### TASK INSTRUCTIONS
Reproduce the listing below verbatim, line for line, with no changes of any kind.

### RECORDS FOR PROCESSING
■ ■ ■ ■ ■
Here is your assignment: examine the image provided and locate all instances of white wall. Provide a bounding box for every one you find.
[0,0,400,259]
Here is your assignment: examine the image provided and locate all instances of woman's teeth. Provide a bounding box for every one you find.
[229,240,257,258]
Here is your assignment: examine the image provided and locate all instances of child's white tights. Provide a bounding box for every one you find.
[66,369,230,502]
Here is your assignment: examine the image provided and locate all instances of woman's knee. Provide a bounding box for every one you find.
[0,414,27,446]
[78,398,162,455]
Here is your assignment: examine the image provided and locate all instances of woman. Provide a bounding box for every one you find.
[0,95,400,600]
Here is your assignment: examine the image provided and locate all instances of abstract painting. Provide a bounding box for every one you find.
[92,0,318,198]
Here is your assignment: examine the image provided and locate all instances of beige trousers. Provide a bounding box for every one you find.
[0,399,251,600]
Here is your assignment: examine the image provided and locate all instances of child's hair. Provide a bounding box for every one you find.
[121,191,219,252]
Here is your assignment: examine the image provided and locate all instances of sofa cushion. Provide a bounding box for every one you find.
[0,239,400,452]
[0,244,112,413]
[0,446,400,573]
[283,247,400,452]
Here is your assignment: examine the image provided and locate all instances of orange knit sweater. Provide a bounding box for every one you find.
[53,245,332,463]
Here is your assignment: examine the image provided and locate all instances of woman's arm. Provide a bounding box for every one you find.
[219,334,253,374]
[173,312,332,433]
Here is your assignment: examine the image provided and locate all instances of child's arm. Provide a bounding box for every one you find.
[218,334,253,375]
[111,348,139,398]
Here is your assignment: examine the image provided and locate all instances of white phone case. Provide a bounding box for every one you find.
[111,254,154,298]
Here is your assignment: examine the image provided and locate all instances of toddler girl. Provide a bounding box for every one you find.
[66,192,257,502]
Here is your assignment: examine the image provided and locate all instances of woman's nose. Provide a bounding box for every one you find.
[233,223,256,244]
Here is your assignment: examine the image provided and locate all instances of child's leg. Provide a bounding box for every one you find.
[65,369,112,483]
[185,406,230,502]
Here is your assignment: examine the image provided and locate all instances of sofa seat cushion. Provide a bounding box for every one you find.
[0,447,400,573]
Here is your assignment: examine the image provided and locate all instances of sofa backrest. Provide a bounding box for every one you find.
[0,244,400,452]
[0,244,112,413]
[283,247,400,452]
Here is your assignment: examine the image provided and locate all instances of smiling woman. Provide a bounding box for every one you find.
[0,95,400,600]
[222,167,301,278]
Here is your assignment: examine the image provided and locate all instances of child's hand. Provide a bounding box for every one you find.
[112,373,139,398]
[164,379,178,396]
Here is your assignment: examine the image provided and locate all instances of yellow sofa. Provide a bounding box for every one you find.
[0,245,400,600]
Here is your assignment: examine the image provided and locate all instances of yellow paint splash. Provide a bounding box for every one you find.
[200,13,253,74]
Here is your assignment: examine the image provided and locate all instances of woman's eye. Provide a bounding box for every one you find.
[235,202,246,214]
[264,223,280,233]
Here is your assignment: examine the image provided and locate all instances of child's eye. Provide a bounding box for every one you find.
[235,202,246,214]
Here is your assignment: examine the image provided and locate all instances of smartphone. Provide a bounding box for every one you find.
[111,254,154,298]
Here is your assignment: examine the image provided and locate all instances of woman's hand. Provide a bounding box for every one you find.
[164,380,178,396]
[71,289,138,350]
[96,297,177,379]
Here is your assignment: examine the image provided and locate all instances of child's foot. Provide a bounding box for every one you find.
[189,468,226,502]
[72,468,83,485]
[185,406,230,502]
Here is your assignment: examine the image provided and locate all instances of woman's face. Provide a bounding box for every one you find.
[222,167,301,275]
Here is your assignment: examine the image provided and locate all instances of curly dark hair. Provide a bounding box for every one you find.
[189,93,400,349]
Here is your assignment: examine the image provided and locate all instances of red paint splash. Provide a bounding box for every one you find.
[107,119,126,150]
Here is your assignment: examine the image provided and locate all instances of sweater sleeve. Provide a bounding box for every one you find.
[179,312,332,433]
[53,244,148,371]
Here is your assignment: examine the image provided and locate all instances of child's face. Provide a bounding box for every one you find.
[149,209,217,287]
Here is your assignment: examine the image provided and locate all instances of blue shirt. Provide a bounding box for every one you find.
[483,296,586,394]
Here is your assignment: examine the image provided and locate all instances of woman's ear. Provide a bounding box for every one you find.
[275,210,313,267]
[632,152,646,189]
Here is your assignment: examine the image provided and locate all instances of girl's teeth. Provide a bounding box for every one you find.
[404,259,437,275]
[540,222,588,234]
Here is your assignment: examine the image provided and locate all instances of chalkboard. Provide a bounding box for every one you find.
■ ■ ■ ■ ■
### THE COMPLETED TASK
Here is your assignment: examine the image provided and locate all instances of white wall. Provide a bounding box for every one you find.
[0,0,400,259]
Here is your assignment: examine the image provided and locate all instances of woman's teeth. Provide a bounding box for every one you find.
[229,240,257,258]
Here is your assignment: examine the image provided and locate all instances of child's white tights. Provide a bounding box for every one you find.
[66,369,230,502]
Here is your assignment: examine the image provided and locate all instances of woman's knee. Provide a bounding box for every one you find.
[0,414,27,446]
[78,398,162,455]
Here is your assignment: examine the image provided and locate all instances of woman. Provide a bounding box for every one you find.
[0,95,400,600]
Here is your assignment: examine the image provided and locate all instances of abstract painting. Provide a bounding box for every one you find.
[92,0,318,198]
Here is your assignment: examine the image provided and locate all instances of beige trousers. Provide a bounding box for every one you find.
[0,399,251,600]
Here is your assignment: examine the image provided and locate all instances of child's hair. Provide a bounding box for every one you find.
[121,191,219,252]
Here is your assignment: examine the image provided and locate all instances of sofa cushion. Provide a bounding box for every one you find.
[0,239,400,452]
[0,244,112,413]
[0,446,400,573]
[283,247,400,452]
Here is your assignment: examine the image provided and locate all instances of orange knit sweater. Provide a bounding box for every one you find.
[53,245,332,463]
Here is your assignment: examine the image provided and locate all instances of woman's arm. Provide a bounding box for every one you find.
[219,334,253,374]
[173,312,332,433]
Here is your assignment: examine the image provided and locate all instances of child's arm. Provide a bounding box for every one you find.
[218,334,253,375]
[111,348,139,398]
Here is your assignment: examine the image provided and locate all instances of white phone case. Provide a bounding box for every one you find.
[111,254,154,298]
Here is your assignment: examine the image provided and locate all instances of toddler girl. Provide a bounding box for every one you find.
[66,192,257,502]
Here is your assignment: examine the image provided and locate all instances of woman's nose. Provide a bounding box for every one you find.
[233,223,256,244]
Here is your assignment: examine the image provided and locate all instances of child's leg. Provide a bounding box for every one you find.
[65,369,112,483]
[185,406,230,502]
Here is your assignment: examine the image provided and locate all instances of sofa seat cushion. Provide a bounding box for every one you find.
[0,447,400,573]
Here is your assignment: examine the image provided and locate all instances of sofa backrest. Provide a bounding box for every one you find.
[0,244,400,452]
[0,244,112,413]
[283,247,400,452]
Here is your assignment: examine the image provided and locate all instances of smiling woman. Provide a bounding box for every one you find.
[0,95,400,600]
[222,167,301,278]
Here is your assignment: examine the image provided and locate all instances of child's hand. Provide a bounding box for every one you find.
[112,373,139,398]
[164,379,178,396]
Here is your assignment: examine the image provided and locate all instances of yellow sofa. Provide a bounding box for every one you find.
[0,245,400,600]
Here is your assignment: examine the image provided and locate all instances of yellow paint splash. Provide a bounding box for every one you find.
[200,13,253,74]
Here is your assignment: examine the image provided and locate all instances of woman's eye. Provide a bounding box for every one you find.
[235,202,246,214]
[264,223,280,233]
Here is your assignment: examine the image provided and locate all instances of child's eye. Provide a bounding box for every one you find.
[235,202,246,214]
Here is your assignment: examine the image provided and locate all instances of smartphone. Provide a bounding box for every one you find.
[111,254,154,298]
Here is your assignment: examine the image provided and locate all instances of woman's hand. Provide a bounding box for every one you find.
[164,380,178,396]
[71,289,138,350]
[96,297,177,379]
Here is your assignment: examine the image provided and locate all instances of child's foot. Provide a bounding box for every one you find.
[189,468,226,502]
[72,468,83,485]
[185,406,230,502]
Here is your assignment: examine the image provided and locate all instances of woman's face. Provide a bounding box for every one you find.
[222,167,301,275]
Here is your assignment: examine the image provided and locate all instances of curly dark hair. Provide a bounding box for every one you find.
[189,93,400,349]
Here is your assignment: examine the image provided and locate all instances of red paint splash. Provide a bounding box for every one you find.
[107,119,126,150]
Here is your assignment: examine the image provided and locate all instances of sweater sleeve. Provide a bounding box for every one you find.
[179,312,332,433]
[53,244,148,371]
Here is your assignment: examine the image provided and locate all instances of child's face. Provide a bounding box for every one you find.
[149,209,217,287]
Here is your assignment: examine the image provided and locate all instances of blue shirt. Provide a bounding box for every one you find.
[483,296,586,394]
Here is your assignment: examine the image provided and locate all instances of woman's ear. Provide a bounding box for every one you find.
[275,210,313,267]
[632,152,646,189]
Here is your assignment: examine the image provided and locate all instances of girl's teeth. Provide a bounding box for every one you find.
[404,259,437,275]
[540,222,588,234]
Here is your assignment: examine the image provided and locate all instances of chalkboard. Provide a bounding box for every one you find.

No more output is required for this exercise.